What you are asked to do ::
Return every line of the records below that contains the word "rocky", copying each line in full.

Available data ::
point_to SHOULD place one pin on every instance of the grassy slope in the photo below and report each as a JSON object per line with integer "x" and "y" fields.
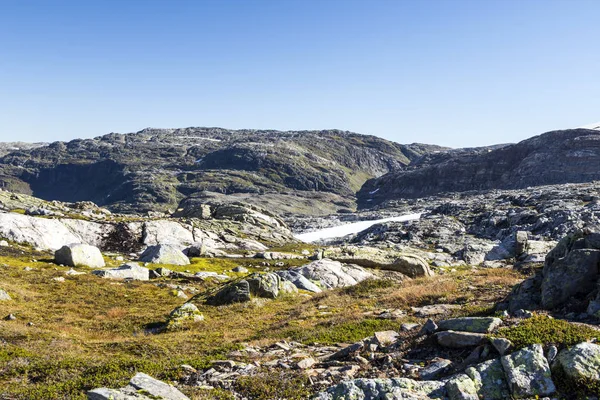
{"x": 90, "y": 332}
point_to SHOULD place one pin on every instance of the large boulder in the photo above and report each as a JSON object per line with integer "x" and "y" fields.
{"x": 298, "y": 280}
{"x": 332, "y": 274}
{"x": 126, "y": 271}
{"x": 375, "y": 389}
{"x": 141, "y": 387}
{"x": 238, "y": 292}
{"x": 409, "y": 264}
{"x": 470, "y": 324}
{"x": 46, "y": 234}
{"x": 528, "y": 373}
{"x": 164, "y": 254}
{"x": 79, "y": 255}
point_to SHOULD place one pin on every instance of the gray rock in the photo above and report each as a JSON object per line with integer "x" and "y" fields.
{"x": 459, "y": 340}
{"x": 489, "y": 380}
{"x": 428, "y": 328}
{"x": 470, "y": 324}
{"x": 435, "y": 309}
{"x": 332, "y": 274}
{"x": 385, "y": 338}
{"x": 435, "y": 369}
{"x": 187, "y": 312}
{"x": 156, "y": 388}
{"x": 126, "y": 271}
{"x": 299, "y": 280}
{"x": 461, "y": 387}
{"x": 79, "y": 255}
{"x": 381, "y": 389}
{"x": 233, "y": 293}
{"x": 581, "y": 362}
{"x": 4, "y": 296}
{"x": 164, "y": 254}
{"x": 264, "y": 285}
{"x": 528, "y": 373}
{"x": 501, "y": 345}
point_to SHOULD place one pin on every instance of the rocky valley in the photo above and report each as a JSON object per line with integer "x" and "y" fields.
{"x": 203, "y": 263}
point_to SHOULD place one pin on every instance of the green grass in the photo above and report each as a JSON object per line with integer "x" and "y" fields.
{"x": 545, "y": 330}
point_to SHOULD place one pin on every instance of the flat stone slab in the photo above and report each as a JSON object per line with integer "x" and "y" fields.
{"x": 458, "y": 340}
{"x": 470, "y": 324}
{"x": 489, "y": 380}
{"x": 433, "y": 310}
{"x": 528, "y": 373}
---
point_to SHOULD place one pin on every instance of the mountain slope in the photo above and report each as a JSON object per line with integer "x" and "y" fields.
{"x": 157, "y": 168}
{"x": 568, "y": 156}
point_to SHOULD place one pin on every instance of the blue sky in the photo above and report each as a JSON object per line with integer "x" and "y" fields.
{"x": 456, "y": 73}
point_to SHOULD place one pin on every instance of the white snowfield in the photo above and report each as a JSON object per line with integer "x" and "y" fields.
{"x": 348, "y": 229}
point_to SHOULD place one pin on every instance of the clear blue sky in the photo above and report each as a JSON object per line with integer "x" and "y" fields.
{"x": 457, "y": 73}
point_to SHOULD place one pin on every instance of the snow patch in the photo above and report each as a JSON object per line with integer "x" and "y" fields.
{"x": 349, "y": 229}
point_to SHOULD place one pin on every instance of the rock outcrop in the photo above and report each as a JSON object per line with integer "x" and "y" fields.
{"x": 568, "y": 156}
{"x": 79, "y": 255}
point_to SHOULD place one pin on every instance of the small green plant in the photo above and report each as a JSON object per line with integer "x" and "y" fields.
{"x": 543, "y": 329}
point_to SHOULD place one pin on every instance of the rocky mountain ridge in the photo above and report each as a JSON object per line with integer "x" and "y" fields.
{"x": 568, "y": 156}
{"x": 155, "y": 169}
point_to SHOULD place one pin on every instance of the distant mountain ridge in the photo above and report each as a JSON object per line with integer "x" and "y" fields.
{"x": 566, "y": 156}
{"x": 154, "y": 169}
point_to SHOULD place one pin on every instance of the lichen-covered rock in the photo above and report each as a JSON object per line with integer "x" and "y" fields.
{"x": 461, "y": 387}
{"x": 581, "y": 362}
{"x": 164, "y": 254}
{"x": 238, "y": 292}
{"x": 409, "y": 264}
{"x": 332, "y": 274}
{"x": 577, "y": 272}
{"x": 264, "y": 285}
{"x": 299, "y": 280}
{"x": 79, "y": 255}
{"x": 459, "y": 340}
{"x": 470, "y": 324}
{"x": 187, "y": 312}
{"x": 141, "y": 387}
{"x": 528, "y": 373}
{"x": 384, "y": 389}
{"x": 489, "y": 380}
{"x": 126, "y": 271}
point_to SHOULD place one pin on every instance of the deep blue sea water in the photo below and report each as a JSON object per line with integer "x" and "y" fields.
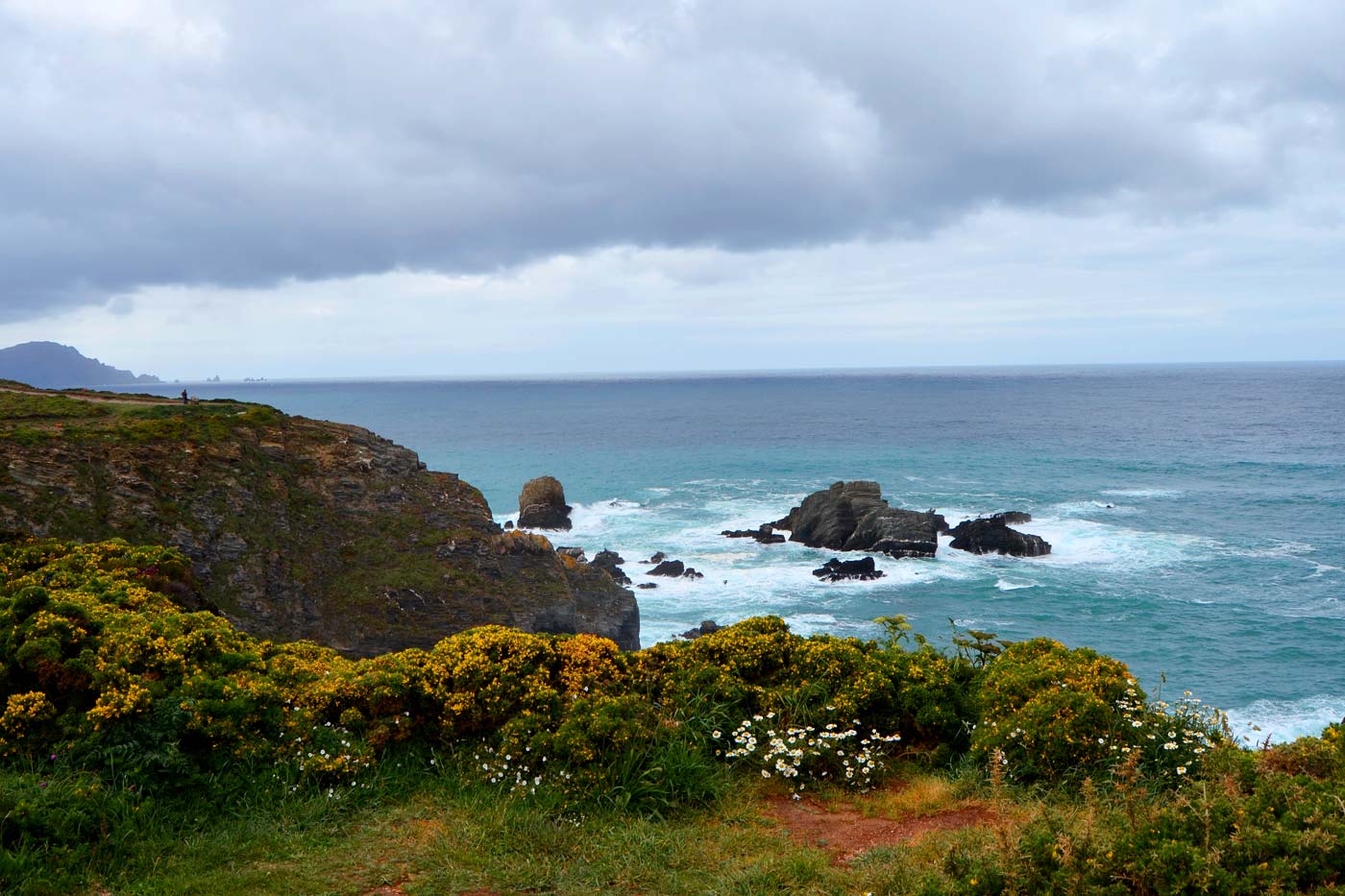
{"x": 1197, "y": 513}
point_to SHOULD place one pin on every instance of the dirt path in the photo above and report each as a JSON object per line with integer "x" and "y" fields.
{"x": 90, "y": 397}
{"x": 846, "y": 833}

Written answer ::
point_to SHOULD place one pin on every instance of the rocky valley in the photo above and report each as a JSON object per line with integer "x" and "y" fields.
point_to SHOULD place one pin on every instance of the rocky mountain ridge in the photo above and report each as a JSON object per line with integer "x" and "y" fields.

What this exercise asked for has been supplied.